Article:
========================================================================

Re: freebsd-5.4-stable panics

2005-10-11 Thread Rob Watt
On Mon, 10 Oct 2005, Rob Watt wrote:

 Don,

 On Fri, 7 Oct 2005, Don Lewis wrote:

  Both HEAD and RELENG_6 have been patched.  I've tested the following
  patch for RELENG_5 on a uniprocessor sparc64 box.  I'd appreciate it if
  anyone who was running into this problem on RELENG_5 with SMP hardare
  could test it before I do the MFC.

 We have a machine running with those patches applied. We need to do some
 other tests on it today, but tonight we will run our threaded applications
 that trigger the kern_proc problem in top. We should have results tomorrow
 morning.

========================================================================

Data records:
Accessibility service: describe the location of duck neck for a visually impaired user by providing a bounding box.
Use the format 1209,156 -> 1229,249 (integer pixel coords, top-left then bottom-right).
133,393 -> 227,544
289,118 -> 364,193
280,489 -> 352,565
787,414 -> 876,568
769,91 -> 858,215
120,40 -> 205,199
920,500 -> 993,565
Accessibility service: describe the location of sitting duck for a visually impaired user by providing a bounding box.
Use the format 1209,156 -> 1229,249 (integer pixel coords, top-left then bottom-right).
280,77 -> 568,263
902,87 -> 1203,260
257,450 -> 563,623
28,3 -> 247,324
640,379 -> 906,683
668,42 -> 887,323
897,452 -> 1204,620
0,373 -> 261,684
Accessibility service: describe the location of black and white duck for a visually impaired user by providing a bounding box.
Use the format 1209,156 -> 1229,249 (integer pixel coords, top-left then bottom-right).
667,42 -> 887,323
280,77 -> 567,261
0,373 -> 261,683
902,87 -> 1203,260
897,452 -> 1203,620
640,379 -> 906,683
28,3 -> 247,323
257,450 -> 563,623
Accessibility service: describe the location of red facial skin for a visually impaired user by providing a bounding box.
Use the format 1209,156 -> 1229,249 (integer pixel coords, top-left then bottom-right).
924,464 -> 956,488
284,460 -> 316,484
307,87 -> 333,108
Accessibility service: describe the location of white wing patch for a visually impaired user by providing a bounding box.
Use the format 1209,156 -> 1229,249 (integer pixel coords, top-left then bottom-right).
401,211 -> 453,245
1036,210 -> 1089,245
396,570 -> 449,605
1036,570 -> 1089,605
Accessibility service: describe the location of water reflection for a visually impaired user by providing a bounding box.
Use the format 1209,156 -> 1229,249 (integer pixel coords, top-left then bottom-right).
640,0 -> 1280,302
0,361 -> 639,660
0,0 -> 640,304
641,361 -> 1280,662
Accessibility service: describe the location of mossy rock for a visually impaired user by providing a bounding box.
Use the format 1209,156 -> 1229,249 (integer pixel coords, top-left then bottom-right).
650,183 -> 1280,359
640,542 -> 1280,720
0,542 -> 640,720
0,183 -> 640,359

========================================================================

Required tasks:
1 > Reproduce, without any change, the stretch of the listing from the line containing "Accessibility service: describe the location of red" through the line containing "307,87 -> 333,108".
2 > Continue the mailing-list message on the FreeBSD 5.4-stable panics from the point where it stops.

Answers for this exercise:
1 >
Accessibility service: describe the location of red facial skin for a visually impaired user by providing a bounding box.
Use the format 1209,156 -> 1229,249 (integer pixel coords, top-left then bottom-right).
924,464 -> 956,488
284,460 -> 316,484
307,87 -> 333,108

2 >
Don,

I had misunderstood what you had asked. I tested this on a 6.0 machine. I
could not crash an amd64 SMP box running 6.0-BETA5 with this patch. I do
not have a test box running RELENG_5 to try this patch on right now. If I
can setup a test box I will let you know our results, but that may take a
day or two.

-
Rob Watt
___
freebsd-hackers@freebsd.org mailing list
http://lists.freebsd.org/mailman/listinfo/freebsd-hackers
To unsubscribe, send any mail to [EMAIL PROTECTED]


Re: freebsd-5.4-stable panics

2005-10-11 Thread Don Lewis
On 11 Oct, Rob Watt wrote:
 On Mon, 10 Oct 2005, Rob Watt wrote:
 
 Don,

 On Fri, 7 Oct 2005, Don Lewis wrote:

  Both HEAD and RELENG_6 have been patched.  I've tested the following
  patch for RELENG_5 on a uniprocessor sparc64 box.  I'd appreciate it if
  anyone who was running into this problem on RELENG_5 with SMP hardare
  could test it before I do the MFC.

 We have a machine running with those patches applied. We need to do some
 other tests on it today, but tonight we will run our threaded applications
 that trigger the kern_proc problem in top. We should have results tomorrow
 morning.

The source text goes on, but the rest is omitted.